_Requirement_
Format every line of the entries below as a numbered list, leaving out any blank lines.

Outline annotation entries

'''

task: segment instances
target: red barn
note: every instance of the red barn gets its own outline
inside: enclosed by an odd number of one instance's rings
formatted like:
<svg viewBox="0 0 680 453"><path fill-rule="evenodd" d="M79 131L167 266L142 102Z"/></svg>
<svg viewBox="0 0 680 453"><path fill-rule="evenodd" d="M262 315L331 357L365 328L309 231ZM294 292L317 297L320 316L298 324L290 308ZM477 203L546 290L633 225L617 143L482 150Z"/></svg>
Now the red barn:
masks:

'''

_Task response_
1. task: segment instances
2. target: red barn
3. note: every instance of the red barn gets its own outline
4. inside: enclosed by an odd number of one instance's rings
5. formatted like:
6. <svg viewBox="0 0 680 453"><path fill-rule="evenodd" d="M79 131L167 266L142 102Z"/></svg>
7. <svg viewBox="0 0 680 453"><path fill-rule="evenodd" d="M262 315L331 357L365 328L309 231ZM294 292L317 297L320 316L298 324L290 308ZM477 203L546 290L633 225L617 143L482 150Z"/></svg>
8. Now the red barn:
9. masks:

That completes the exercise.